#### Dataset content

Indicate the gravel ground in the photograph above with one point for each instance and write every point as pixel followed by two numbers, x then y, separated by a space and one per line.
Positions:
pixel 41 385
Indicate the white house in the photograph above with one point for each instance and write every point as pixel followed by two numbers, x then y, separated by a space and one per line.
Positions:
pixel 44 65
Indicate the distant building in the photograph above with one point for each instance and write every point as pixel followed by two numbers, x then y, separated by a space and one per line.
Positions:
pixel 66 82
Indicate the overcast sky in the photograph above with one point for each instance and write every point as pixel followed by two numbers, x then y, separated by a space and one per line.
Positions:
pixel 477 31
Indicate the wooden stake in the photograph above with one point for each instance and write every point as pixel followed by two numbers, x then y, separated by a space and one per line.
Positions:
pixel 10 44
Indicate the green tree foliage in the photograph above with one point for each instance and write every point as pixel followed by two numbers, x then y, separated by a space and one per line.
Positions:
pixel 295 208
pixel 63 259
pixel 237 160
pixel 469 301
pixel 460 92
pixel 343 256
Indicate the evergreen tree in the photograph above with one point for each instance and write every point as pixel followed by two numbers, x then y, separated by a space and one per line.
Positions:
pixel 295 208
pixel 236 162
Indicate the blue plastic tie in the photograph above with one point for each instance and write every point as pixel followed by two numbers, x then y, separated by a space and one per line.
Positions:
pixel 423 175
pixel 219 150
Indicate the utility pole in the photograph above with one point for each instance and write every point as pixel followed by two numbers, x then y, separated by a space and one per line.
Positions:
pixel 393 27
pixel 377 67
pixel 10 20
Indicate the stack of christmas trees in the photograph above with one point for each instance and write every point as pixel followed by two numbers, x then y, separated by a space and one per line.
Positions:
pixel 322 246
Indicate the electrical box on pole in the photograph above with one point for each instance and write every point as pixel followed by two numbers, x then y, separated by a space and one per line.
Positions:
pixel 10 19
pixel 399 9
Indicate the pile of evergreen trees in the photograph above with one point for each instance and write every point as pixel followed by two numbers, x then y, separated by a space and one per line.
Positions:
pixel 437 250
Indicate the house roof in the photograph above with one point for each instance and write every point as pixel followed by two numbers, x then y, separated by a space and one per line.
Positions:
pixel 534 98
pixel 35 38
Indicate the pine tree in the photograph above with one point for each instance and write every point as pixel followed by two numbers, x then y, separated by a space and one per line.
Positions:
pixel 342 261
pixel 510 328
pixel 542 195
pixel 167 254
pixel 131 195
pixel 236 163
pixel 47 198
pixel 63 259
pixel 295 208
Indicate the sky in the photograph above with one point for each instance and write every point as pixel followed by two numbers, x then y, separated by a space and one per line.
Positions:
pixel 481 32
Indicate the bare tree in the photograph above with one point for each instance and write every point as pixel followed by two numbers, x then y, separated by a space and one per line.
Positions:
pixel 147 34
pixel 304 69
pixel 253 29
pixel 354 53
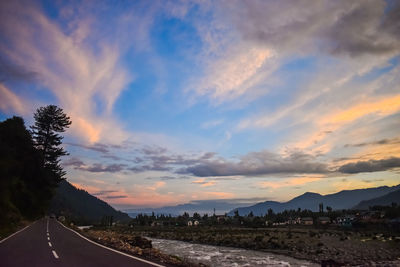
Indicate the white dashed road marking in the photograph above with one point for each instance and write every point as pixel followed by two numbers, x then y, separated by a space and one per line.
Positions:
pixel 55 254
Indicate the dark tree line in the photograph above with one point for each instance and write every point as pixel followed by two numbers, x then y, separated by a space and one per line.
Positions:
pixel 30 167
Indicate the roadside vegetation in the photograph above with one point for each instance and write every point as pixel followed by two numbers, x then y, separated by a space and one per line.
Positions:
pixel 30 167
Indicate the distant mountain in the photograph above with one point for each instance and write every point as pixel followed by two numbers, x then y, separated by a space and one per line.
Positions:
pixel 82 206
pixel 346 199
pixel 199 206
pixel 386 200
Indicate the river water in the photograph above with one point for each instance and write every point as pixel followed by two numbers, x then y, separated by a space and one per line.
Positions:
pixel 224 256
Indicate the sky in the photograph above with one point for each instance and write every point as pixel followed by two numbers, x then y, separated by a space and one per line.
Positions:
pixel 175 102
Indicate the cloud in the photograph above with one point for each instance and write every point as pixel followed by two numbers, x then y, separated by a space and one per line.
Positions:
pixel 385 141
pixel 73 161
pixel 370 166
pixel 104 192
pixel 338 28
pixel 97 167
pixel 203 183
pixel 116 197
pixel 232 75
pixel 289 182
pixel 9 101
pixel 102 148
pixel 211 124
pixel 84 76
pixel 11 72
pixel 258 163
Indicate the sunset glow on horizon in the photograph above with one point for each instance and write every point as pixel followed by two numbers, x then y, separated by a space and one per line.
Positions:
pixel 180 101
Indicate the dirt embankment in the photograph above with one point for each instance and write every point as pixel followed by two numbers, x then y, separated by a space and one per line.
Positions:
pixel 342 247
pixel 135 245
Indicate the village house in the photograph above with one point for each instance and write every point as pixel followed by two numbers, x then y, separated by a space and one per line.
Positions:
pixel 307 221
pixel 324 220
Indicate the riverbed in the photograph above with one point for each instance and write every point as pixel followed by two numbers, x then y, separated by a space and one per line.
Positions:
pixel 224 256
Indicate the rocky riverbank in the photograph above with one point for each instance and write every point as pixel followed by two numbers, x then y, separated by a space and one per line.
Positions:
pixel 320 246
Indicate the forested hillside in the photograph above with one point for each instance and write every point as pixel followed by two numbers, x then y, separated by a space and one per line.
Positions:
pixel 25 186
pixel 81 207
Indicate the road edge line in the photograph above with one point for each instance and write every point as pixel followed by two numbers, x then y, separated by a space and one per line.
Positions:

########

# Task
Lay out every line of the rows above as a JSON list of strings, one string per line, skipping blank lines. Leave the pictures out of the answer.

# Solution to this task
[
  "Indicate the gravel ground in the photograph above with one point for each instance and write every point as pixel followed by two numbers, x then y, separated by a space and one per line.",
  "Positions:",
  "pixel 41 385",
  "Indicate the white house in the photograph above with one point for each instance and write every point as pixel followed by two numbers, x then y, separated by a space and one per line.",
  "Positions:",
  "pixel 44 65",
  "Indicate the distant building in the photograph above with one point for each instance and write every point as pixel followed by two numbers, x then y, separated by a space and one per line.",
  "Positions:",
  "pixel 66 82",
  "Indicate the overcast sky in the photograph above with one point for each instance and write every point as pixel followed by two numbers, x then y, separated by a space and one per line.",
  "Positions:",
  "pixel 477 31",
  "Indicate the wooden stake in the photograph above with one point for each instance and write every point as pixel followed by two numbers, x then y, separated by a space and one per line.",
  "Positions:",
  "pixel 10 44",
  "Indicate the green tree foliage in the photograph above with one point for each instance and write every point as pixel followed by two numbers, x then y, separated by a space and one per line.",
  "Positions:",
  "pixel 295 208",
  "pixel 63 259",
  "pixel 237 160",
  "pixel 469 301",
  "pixel 460 92",
  "pixel 343 256",
  "Indicate the evergreen tree in the photograph above with one point for each instance and write every point as pixel followed by two numbers, x then y, separated by a space and one per line.",
  "Positions:",
  "pixel 295 208",
  "pixel 236 162",
  "Indicate the blue plastic tie in the photograph above with one point for each instance and write every point as pixel followed by two numbers, x then y, separated by a space and one per line.",
  "Positions:",
  "pixel 423 175",
  "pixel 219 150",
  "Indicate the utility pole in the photograph above with one point for each instance and write every point as pixel followed by two numbers, x then y, separated by a space and one per line.",
  "Positions:",
  "pixel 393 27",
  "pixel 377 67",
  "pixel 10 20",
  "Indicate the stack of christmas trees in the photograph above with one point for each instance and write every point as pixel followed by two numbers, x then y, separated by a space and one per line.",
  "Positions:",
  "pixel 322 246",
  "Indicate the electrical box on pole in the photograph above with one point for each instance and write every point as pixel followed by two numbers, x then y, separated by a space and one per line.",
  "Positions:",
  "pixel 10 19",
  "pixel 399 9",
  "Indicate the pile of evergreen trees in the photograph above with one point for each instance and write every point as pixel followed by two numbers, x then y, separated by a space and one per line.",
  "Positions:",
  "pixel 437 250",
  "Indicate the house roof in the photograph above with one point for each instance and write every point as pixel followed by two numbers, x then y, separated by a space and one per line.",
  "Positions:",
  "pixel 534 98",
  "pixel 35 38",
  "Indicate the pine tree in the photograph above with one point for each instance and write every point as pixel followed by two numbers, x then y, separated by a space and one per line.",
  "Positions:",
  "pixel 342 261",
  "pixel 510 328",
  "pixel 542 195",
  "pixel 167 254",
  "pixel 131 195",
  "pixel 236 163",
  "pixel 47 198",
  "pixel 63 259",
  "pixel 295 208",
  "Indicate the sky in the photograph above with one point for each instance and write every point as pixel followed by two numbers, x then y, separated by a space and one per line.",
  "Positions:",
  "pixel 481 32",
  "Indicate the bare tree in the photograph above with one point for each instance and write every point as pixel followed by two numbers, x then y, separated by a space and one per line.",
  "Positions:",
  "pixel 147 34",
  "pixel 304 69",
  "pixel 253 29",
  "pixel 354 53",
  "Indicate the white dashed road marking in the photograph above with one point for each instance and write every point as pixel followed by two numbers, x then y, separated by a space and one per line.",
  "Positions:",
  "pixel 55 254",
  "Indicate the dark tree line in the photograph above with one point for each instance and write every point as pixel followed by two numbers, x then y, separated by a space and one per line.",
  "Positions:",
  "pixel 30 167",
  "Indicate the roadside vegetation in the photograph above with one point for each instance and write every point as pixel followed by two numbers, x then y, separated by a space and one per line.",
  "Positions:",
  "pixel 30 167",
  "Indicate the distant mountain in the photograph above with one point for each instance and write every point as pixel followed by two numbers, x then y, separated by a space and one per line.",
  "Positions:",
  "pixel 82 206",
  "pixel 346 199",
  "pixel 199 206",
  "pixel 386 200",
  "Indicate the river water in the photograph above with one point for each instance and write every point as pixel followed by two numbers, x then y, separated by a space and one per line.",
  "Positions:",
  "pixel 224 256",
  "Indicate the sky in the photograph above with one point for each instance and write every point as pixel followed by two numbers, x then y, separated by a space and one per line.",
  "Positions:",
  "pixel 175 102",
  "Indicate the cloud in the photograph above with one point for each instance and write every point as pixel followed by two numbers, x then y, separated by a space and one per line.",
  "Positions:",
  "pixel 385 141",
  "pixel 73 161",
  "pixel 370 166",
  "pixel 104 192",
  "pixel 338 28",
  "pixel 97 167",
  "pixel 203 183",
  "pixel 116 197",
  "pixel 232 75",
  "pixel 289 182",
  "pixel 9 101",
  "pixel 102 148",
  "pixel 211 124",
  "pixel 84 76",
  "pixel 11 72",
  "pixel 258 163",
  "Indicate the sunset glow on horizon in the photograph above with one point for each instance and write every point as pixel followed by two numbers, x then y, separated by a space and one per line.",
  "Positions:",
  "pixel 180 101",
  "Indicate the dirt embankment in the photograph above with one point for each instance and write every point as pixel followed by two numbers, x then y, separated by a space and one per line.",
  "Positions:",
  "pixel 342 247",
  "pixel 135 245",
  "Indicate the village house in the photograph above with one point for each instance and write every point as pixel followed by two numbers, x then y, separated by a space and one per line.",
  "Positions:",
  "pixel 307 221",
  "pixel 324 220",
  "Indicate the riverbed in the photograph above with one point for each instance and write every point as pixel followed by two numbers, x then y, separated by a space and one per line.",
  "Positions:",
  "pixel 224 256",
  "Indicate the rocky riverbank in the photograph above with one point for each instance and write every point as pixel followed by two numbers, x then y, separated by a space and one per line.",
  "Positions:",
  "pixel 320 246",
  "Indicate the forested hillside in the photograph above with one point for each instance and write every point as pixel followed by two numbers, x then y, separated by a space and one per line.",
  "Positions:",
  "pixel 25 186",
  "pixel 81 207",
  "Indicate the road edge line in the photograph above with one point for each instance and write every point as pixel followed by two numbers, x then y, separated by a space and one per line.",
  "Positions:"
]